(Instructions to follow):
Each entry should be set down again verbatim, with the images omitted.

Records from a data collection:
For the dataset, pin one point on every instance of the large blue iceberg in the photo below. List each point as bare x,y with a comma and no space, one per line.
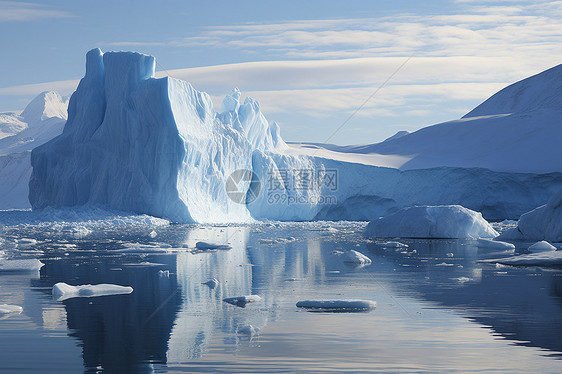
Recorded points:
150,145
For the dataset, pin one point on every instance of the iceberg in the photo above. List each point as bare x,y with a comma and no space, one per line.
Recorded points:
451,221
338,305
156,146
62,291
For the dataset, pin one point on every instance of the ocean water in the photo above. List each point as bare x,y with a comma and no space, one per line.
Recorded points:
438,310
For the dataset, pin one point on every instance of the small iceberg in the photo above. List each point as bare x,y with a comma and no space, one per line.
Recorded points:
338,305
354,257
394,245
549,258
211,283
496,244
241,301
205,246
542,246
63,291
21,265
10,309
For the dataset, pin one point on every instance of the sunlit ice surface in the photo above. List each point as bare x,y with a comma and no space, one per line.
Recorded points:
438,308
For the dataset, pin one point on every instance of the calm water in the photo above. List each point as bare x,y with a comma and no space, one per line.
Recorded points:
438,309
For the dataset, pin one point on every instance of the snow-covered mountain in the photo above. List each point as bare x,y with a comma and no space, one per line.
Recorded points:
517,130
42,120
156,146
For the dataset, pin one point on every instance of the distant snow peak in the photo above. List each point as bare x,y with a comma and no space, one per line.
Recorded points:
46,105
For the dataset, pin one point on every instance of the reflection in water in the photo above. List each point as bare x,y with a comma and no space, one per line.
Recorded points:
121,333
174,320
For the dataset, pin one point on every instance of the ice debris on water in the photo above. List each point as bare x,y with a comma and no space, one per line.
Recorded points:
241,301
20,265
206,246
542,246
355,257
211,283
489,243
248,330
10,309
63,291
338,305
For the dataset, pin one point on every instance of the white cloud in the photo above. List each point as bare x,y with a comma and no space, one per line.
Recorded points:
18,11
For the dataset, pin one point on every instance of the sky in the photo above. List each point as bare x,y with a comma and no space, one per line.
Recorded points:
343,72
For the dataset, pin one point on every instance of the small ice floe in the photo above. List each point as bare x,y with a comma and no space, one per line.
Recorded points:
10,309
462,279
549,258
248,330
141,248
542,246
63,291
20,265
496,244
393,245
338,305
206,246
211,283
354,257
241,301
444,264
26,242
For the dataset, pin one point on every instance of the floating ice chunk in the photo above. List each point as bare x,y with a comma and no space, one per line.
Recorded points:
463,279
242,300
550,258
338,305
355,257
488,243
444,264
394,245
248,330
444,221
212,283
205,246
542,246
10,309
141,248
63,291
21,265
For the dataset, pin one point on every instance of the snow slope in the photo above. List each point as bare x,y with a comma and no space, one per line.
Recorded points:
156,146
42,120
516,130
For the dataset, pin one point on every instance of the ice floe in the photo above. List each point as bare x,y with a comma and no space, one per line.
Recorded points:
242,300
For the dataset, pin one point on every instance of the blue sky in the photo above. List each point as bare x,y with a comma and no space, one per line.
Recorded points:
309,63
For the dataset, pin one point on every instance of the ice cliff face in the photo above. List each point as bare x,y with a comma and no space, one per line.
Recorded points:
156,146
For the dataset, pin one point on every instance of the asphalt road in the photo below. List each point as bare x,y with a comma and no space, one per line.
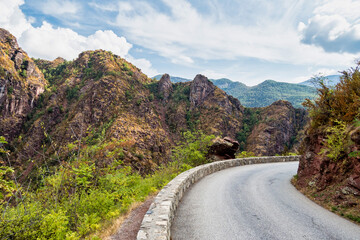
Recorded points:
255,202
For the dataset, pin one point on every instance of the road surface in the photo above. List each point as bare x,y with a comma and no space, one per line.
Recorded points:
255,202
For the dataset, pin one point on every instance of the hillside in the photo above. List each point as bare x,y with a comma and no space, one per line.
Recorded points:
329,170
331,81
263,94
82,140
268,92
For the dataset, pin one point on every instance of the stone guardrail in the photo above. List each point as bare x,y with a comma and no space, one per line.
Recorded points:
157,220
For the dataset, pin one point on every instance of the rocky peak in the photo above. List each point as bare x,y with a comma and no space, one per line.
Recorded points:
7,38
21,82
165,86
277,130
200,89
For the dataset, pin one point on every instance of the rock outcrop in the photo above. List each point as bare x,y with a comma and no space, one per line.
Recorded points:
21,83
165,86
201,88
223,148
277,130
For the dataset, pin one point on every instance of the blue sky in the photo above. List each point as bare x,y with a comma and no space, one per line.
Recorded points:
243,40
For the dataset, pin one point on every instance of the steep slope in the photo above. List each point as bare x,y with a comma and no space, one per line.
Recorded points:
98,98
329,170
278,129
99,101
330,81
173,79
270,91
21,83
263,94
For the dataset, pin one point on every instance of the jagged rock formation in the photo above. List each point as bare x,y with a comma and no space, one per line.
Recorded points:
223,148
165,86
277,130
200,89
21,83
201,105
99,101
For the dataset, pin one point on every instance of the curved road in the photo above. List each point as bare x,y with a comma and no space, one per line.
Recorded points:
255,202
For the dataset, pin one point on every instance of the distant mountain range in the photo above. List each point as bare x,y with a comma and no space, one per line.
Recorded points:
330,80
267,92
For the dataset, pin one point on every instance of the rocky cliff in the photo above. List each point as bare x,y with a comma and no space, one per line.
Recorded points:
102,107
278,129
21,83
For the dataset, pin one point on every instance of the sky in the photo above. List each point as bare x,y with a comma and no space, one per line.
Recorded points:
244,40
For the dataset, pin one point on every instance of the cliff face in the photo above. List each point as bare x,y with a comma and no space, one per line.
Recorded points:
101,107
277,130
101,101
21,83
201,105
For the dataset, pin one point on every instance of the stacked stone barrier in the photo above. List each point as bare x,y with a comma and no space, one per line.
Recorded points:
158,219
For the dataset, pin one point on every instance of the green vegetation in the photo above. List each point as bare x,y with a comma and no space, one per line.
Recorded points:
193,148
251,118
75,197
266,92
10,90
72,93
334,112
181,93
245,154
2,72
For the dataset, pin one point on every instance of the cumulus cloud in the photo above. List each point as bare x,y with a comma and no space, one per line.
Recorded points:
211,74
59,7
48,42
182,34
335,27
12,18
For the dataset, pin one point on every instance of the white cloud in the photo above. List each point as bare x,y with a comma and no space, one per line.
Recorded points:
349,9
59,7
335,27
211,74
12,18
48,42
185,34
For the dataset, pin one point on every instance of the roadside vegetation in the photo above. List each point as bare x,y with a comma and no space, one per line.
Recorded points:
333,141
76,198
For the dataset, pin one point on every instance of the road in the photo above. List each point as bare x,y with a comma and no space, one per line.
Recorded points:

(Result of the exercise):
For the dataset, pin one point on every instance of the large blue iceberg in the photo below. List each point as bare x,y with a comma and no space, one per line.
Recorded points:
150,145
For the dataset, pin one point on every instance of the iceberg in the photo above. List each point as bare x,y with a comma and no space, one per line.
Recorded points:
451,221
338,305
156,146
62,291
For the dataset, pin one point on every instance of the ocean water in the photo above. List each point as bare x,y with a comma and no space, one per line.
Recorded points:
438,310
For the dataset, pin one point on every instance of the small iceberg in the photo above. List each point as bare x,y with a comma and no space, one per line.
Recorded points:
338,305
354,257
394,245
549,258
211,283
496,244
241,301
205,246
542,246
63,291
21,265
10,309
For the dataset, pin one point on every instance of the sunlit ice surface in the photo above. List each point as bare x,y with a comma and no space, one per line.
Recorded points:
438,308
For the dataset, pin one point on every instance of the calm water in the photo above. List each point as bare x,y with a comma and no space, one per line.
Recorded points:
438,309
For the dataset, pin one point on every instance of the snow-covered mountain in the photo above. List each point as bare x,y with a comma and no space, one per line.
Recorded points:
517,130
42,120
156,146
For the dataset, pin one point on every instance of the distant snow peak in the photo above. List each point as bare x,y with a comma and no space, one per line.
Recorded points:
46,105
For the dataset, pin one point on every instance of the reflection in water in the photo above. List each point as bare x,y with a comma and no space, one per line.
Recorded points:
121,333
174,320
For the dataset, pin one point on every instance of the ice debris on water in the photo above. List each point as bare x,y with a comma and no space, one per line.
Recorded points:
241,301
20,265
206,246
542,246
355,257
211,283
489,243
248,330
10,309
63,291
338,305
For the dataset, pin one point on every instance of the white cloud in the photo above. List each point as bare x,y with a comma and no space, one per line.
Recorded points:
18,11
For the dataset, pin one point on every instance of the sky in the photo above. List each point as bare x,y with a comma and no space, one per line.
Recorded points:
343,72
For the dataset, pin one point on every instance of the small ice floe in the photo above. List each point as bare x,y with a comma and no space, one per line.
Recorded points:
10,309
462,279
549,258
248,330
141,248
542,246
63,291
20,265
496,244
393,245
338,305
206,246
211,283
354,257
241,301
444,264
26,242
For the dataset, pin one point on every instance of the floating ice chunk in the photo above. List each point as bare x,y with a comma and no space, one per line.
Recorded points:
463,279
242,300
550,258
338,305
355,257
488,243
444,264
394,245
248,330
444,221
212,283
205,246
542,246
10,309
141,248
63,291
21,265
For the dataset, pin one point on every instance of the snow slope in the photo above. List each point as bare x,y with a comma and no space, one per line.
Recorded points:
156,146
42,120
516,130
For the dataset, pin one point on every instance of the ice floe in the photo above. List each point as bare x,y with a comma and no space, one per line.
Recorded points:
242,300
For the dataset, pin one point on every instance of the blue sky in the photo above. List each point as bare x,y with a comma and no space, one per line.
Recorded points:
309,63
For the dataset, pin one point on every instance of the ice cliff face in the photo above. List each point as bare x,y with a comma and no space, one per line.
Recorded points:
156,146
For the dataset, pin one point on every instance of the asphalt road in the photo below. List each point as bare x,y with a comma and no space, one per line.
Recorded points:
255,202
For the dataset, pin one point on every instance of the road surface in the photo above. List each point as bare x,y with a comma and no space, one per line.
Recorded points:
255,202
For the dataset, pin one point on every instance of the hillside in the photo above. List each point as bare x,y with a comma and no space, one per line.
Recorded points:
329,170
331,81
263,94
82,140
268,92
For the dataset, pin one point on every instance of the stone guardrail in the photo above. List each point as bare x,y with a comma and no space, one per line.
Recorded points:
157,220
For the dataset, pin one point on every instance of the rocky peak in the photo above. List each point as bare x,y with a comma and no space, one per line.
Recorded points:
7,38
21,82
165,86
277,130
200,89
For the dataset, pin one point on every instance of the rock outcrop in the photo above. List each point as bare x,y with a comma and no space, one per line.
Recorded points:
21,83
165,86
201,88
223,148
277,130
For the dataset, pin one point on every instance of the blue sky in the photo above. List each point as bare x,y with a comma and no space, one per line.
Recorded points:
243,40
For the dataset, pin one point on every instance of the steep slope in the photo above. List each point as bare x,y with a comma and no space, one per line.
Recorded points:
98,98
329,170
278,129
99,101
330,81
173,79
270,91
21,83
263,94
For the dataset, pin one point on every instance of the jagged rock formation in the photo above. List each point as bare x,y with a comma and no space, one per line.
Recorded points:
223,148
165,86
277,130
200,89
21,83
201,105
99,101
For the dataset, pin one point on every instance of the curved road in the photo above. List each point as bare x,y with a comma and no space, one per line.
Recorded points:
255,202
For the dataset, pin one point on every instance of the distant mountain range in the photo above. List each point as bare x,y with a comma and no space, one per line.
Recorded points:
330,80
267,92
For the dataset, pin one point on every instance of the rocky cliff in the photo above. List each point as bare x,y with a comma and no space, one per line.
Recorded points:
102,107
278,129
21,83
For the dataset, pin one point on every instance of the sky in the photo above. List each point as bare x,y with a comma and no space, one per line.
Recorded points:
244,40
For the dataset, pin one point on every instance of the cliff face in the photo above. List each point as bare x,y with a comma and no space, one per line.
Recorded points:
101,107
277,130
101,101
21,83
201,105
For the dataset, pin one point on every instance of the stacked stone barrier in the photo above. List each point as bare x,y with a comma and no space, one per line.
Recorded points:
158,219
For the dataset, pin one point on every instance of the green vegetation in the photo above. List each point as bare x,y with a comma and no space, one per line.
Recorded points:
193,148
251,118
75,197
266,92
10,90
72,93
334,112
181,93
245,154
2,72
For the dataset, pin one point on every instance of the cumulus cloud in the photo above. List each point as bare x,y with a comma and no space, one per line.
Recorded points:
211,74
59,7
48,42
182,34
335,27
12,18
For the dataset, pin one point on every instance of the white cloud in the photo above. List each point as bare x,y with a comma and no space, one per line.
Recorded points:
349,9
59,7
335,27
211,74
12,18
48,42
185,34
For the dataset, pin one point on every instance of the roadside vegetation in the photo above. List each point as bare x,y with a comma and no space, one per line.
Recorded points:
333,141
76,198
For the dataset, pin one point on every instance of the road in the photo above. List each point as bare x,y with a comma and no space, one per line.
Recorded points:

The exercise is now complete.